>> Start Selected excerpt

A few staff members cycle through the space for a bite or two of cake, but there is little time for celebrating. Principal Simon King is closed off in an office, answering questions from an FBI agent considering an investigation of the school’s previous executive director, Daanen Strachan, says teacher Willie Ingram, who is also chair of the school’s board of trustees. Accountant Calvin Brown sits in another office, rifling through long-overdue bills.
But the school is in much better shape than it was yesterday, when the Board of Education was still debating whether to extend the school’s probation or close it down for good. The board opted for the extension, urging Techworld’s leaders to finally fix the problems or face the ax again. And these leaders have their work cut out for them.
Techworld’s been in turmoil ever since August 1998, just weeks before the school opened. The school was founded by Strachan, a former Howard University administrator who served as a Ward 7 advisory neighborhood commissioner in the ’90s and ran unsuccessfully for a spot on the Board of Education in 1994. Strachan’s idea was to create a high school that combined academics with a technology-focused curriculum, providing each student with his or her own laptop computer.
“My vision was to create a technology-advanced community of learners where, in a sense, students can graduate and have majors in [technology-related subjects],” says Strachan. “It was the first school in the city to do this.”
Strachan received approval to open the school for the fall of 1998. In August of that year, he alleged that the then-chair of the school’s board of trustees, Reginald Green Sr., and two other board members had attempted to purchase a building for the school without the permission of the rest of the board. He called an emergency meeting and persuaded the remaining members to oust Green and his cohorts, according to a lawsuit Green filed in D.C. Superior Court.
Green argued that Strachan had fabricated the story, illegally removed the three board members, and taken control of Techworld’s accounts—in essence, “hijacked the school”—according to the deposition Green gave as part of the suit. Strachan responded with a countersuit, filed in June 1999, denying the claims. Green and Strachan attempted mediations but could never find common ground, says John Mercer, the attorney who represented Green.
Strachan shrugs off the conflicts as differences of ideology. “People have to understand that I came up with the vision for the school. My thought process was about five years in the future, and sometimes people can’t see that far,” he says. “It was a struggle trying to get people to see what I saw.”
While school organizers haggled over the dueling lawsuits, Strachan was busy flying back and forth to Miami, where he was opening a second Techworld—his trips paid for by funds meant for the D.C. school, according to the Washington Post. From January 1998 through September 1999, Strachan used nearly $20,000 from the school’s operating budget, made up of public funds and private donations, to reimburse himself for traveling expenses and to purchase books and furniture for the school, he told the Post.
The Board of Education didn’t learn of the situation until March 2000, when it summoned Techworld’s board of trustees chair at the time, Dean Matthews, to appear in a closed meeting. Matthews told board members that Strachan had repaid the money, at the trustees’ request. But the school board members weren’t satisfied and ordered an audit of the school.
In May 2000, after finding evidence of “weaknesses in its financial controls and record keeping,” the school board put Techworld on probation for six months and ordered administrators to get the records straight, according to a letter from then-president of the Board of Education, Robert Childs, to then-chair of the school’s board of trustees, Leon Mercer. School leaders bailed out soon after. Mercer moved to Maryland, giving up his post, says Strachan. Former Principal Christine Handy resigned in the summer. And Strachan submitted his resignation in October.

>> End Selected excerpt
>> Start Data provided

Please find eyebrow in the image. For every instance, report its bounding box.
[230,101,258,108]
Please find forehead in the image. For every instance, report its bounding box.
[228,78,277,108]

>> End Data provided

Task requirements.
[1] Answer the following about the article on the Techworld school:
(a) Who founded the school?
(b) In what month and year did Strachan file his countersuit?
(c) For how long did the school board place Techworld on probation in May 2000?
[2] Extend the article on the Techworld school, picking up after its final sentence.
The material is not required for this work.

Expected answers.
[1]
(a) Daanen Strachan
(b) June 1999
(c) Six months

[2]
“It was time for me to move on. It’s time for another phase,” says Strachan, now a consultant for nonprofits and software-development companies. “My whole intention was not to be there for 20 years managing the school.”
Strachan agrees that the financial system at the school needs some improvements but asserts that the problems weren’t solely his fault. A cousin, Kenneth Strachan, at one time served as a financial consultant to the school—until his name showed up in newspaper accounts reporting that he’d pleaded guilty to conspiracy to commit wire fraud, money laundering, and tax evasion while he was an accountant for a mental-health day-treatment program in the mid-’90s. In December, Kenneth Strachan, who also served as a financial consultant to other District charter schools, was sentenced to a year in prison. Daanen Strachan says that the school’s board never hired a qualified full-time person to oversee accounts before or after his cousin’s departure.
“I wish I would have had stronger managers and better legal advice,” says Daanen Strachan now, who adds that he hasn’t heard from the FBI about any possible investigation. “We made mistakes, business mistakes, like not setting up proper controls from the beginning….The audit never showed anything I did. It showed that the school didn’t have proper procedures in place.”
After Strachan left, staff members were left to pick up the pieces of the school. They found the financial records in a state of disarray: unpaid bills, duplicate payments, and multiple accounts, some of which Strachan still had access to, King told the Board of Education at a hearing in December. King also explained that they were still receiving bills for equipment and materials not located at the D.C. site—such as service contracts for two photocopiers located at addresses in Miami and Las Vegas, where Strachan had opened a third school.
“We’re actually calling and asking where equipment is located before we send a check,” King explained at the hearing.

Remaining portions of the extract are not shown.